▶ To do:
A verbatim repeat of the records beneath this line is needed.

▶ Dataset entries:
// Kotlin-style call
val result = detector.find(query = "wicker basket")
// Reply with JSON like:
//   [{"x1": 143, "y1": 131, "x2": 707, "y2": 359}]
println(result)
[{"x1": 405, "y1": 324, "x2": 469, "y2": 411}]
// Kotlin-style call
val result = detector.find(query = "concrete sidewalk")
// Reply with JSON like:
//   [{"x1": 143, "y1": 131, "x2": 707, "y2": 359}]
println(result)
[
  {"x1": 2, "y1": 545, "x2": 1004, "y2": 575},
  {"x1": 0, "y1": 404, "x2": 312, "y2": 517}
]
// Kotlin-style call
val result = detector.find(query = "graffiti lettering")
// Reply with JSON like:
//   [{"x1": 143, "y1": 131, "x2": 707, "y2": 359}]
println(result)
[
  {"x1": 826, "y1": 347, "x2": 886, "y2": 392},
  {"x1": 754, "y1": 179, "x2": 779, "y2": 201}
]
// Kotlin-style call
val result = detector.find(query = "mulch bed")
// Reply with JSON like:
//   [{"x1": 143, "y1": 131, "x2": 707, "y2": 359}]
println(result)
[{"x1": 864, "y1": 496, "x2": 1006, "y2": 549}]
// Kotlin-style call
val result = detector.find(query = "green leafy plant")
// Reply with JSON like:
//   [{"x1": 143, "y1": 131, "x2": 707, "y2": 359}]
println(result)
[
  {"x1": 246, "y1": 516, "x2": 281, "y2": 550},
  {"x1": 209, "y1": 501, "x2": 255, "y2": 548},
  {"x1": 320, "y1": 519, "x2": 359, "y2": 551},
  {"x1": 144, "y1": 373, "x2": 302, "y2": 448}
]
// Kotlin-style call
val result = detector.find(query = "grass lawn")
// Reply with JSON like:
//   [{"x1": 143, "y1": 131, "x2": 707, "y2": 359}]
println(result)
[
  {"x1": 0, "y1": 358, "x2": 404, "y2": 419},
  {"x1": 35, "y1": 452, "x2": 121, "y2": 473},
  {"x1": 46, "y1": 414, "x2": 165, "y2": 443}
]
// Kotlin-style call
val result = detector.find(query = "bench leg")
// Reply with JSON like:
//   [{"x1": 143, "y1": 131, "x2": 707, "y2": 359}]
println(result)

▶ Worked solution:
// Kotlin-style call
val result = detector.find(query = "wicker basket")
// Reply with JSON like:
//   [{"x1": 143, "y1": 131, "x2": 707, "y2": 359}]
println(result)
[{"x1": 405, "y1": 324, "x2": 469, "y2": 411}]
// Kotlin-style call
val result = detector.find(query = "concrete sidewalk")
// Reply with JSON like:
//   [{"x1": 143, "y1": 131, "x2": 707, "y2": 359}]
println(result)
[
  {"x1": 2, "y1": 545, "x2": 1004, "y2": 575},
  {"x1": 0, "y1": 404, "x2": 312, "y2": 517}
]
// Kotlin-style call
val result = detector.find(query = "graffiti lettering")
// Reply with JSON like:
//   [{"x1": 143, "y1": 131, "x2": 707, "y2": 359}]
println(result)
[
  {"x1": 826, "y1": 347, "x2": 886, "y2": 392},
  {"x1": 754, "y1": 179, "x2": 779, "y2": 201}
]
// Kotlin-style call
val result = detector.find(query = "mulch bed")
// Reply with JSON like:
//   [{"x1": 143, "y1": 131, "x2": 707, "y2": 359}]
println(result)
[{"x1": 864, "y1": 496, "x2": 1006, "y2": 549}]
// Kotlin-style call
val result = detector.find(query = "green leafy plant")
// Reply with JSON like:
//   [{"x1": 143, "y1": 131, "x2": 707, "y2": 359}]
println(result)
[
  {"x1": 246, "y1": 516, "x2": 281, "y2": 550},
  {"x1": 209, "y1": 501, "x2": 255, "y2": 548},
  {"x1": 320, "y1": 519, "x2": 359, "y2": 551},
  {"x1": 144, "y1": 373, "x2": 302, "y2": 448}
]
// Kotlin-style call
val result = detector.find(query = "grass lawn")
// Reply with JSON like:
//   [{"x1": 143, "y1": 131, "x2": 707, "y2": 359}]
println(result)
[
  {"x1": 0, "y1": 358, "x2": 404, "y2": 419},
  {"x1": 35, "y1": 452, "x2": 121, "y2": 473},
  {"x1": 46, "y1": 414, "x2": 165, "y2": 443}
]
// Kotlin-style call
val result = detector.find(query = "bench leg")
// Reply with JSON like:
//   [{"x1": 143, "y1": 131, "x2": 707, "y2": 359}]
println(result)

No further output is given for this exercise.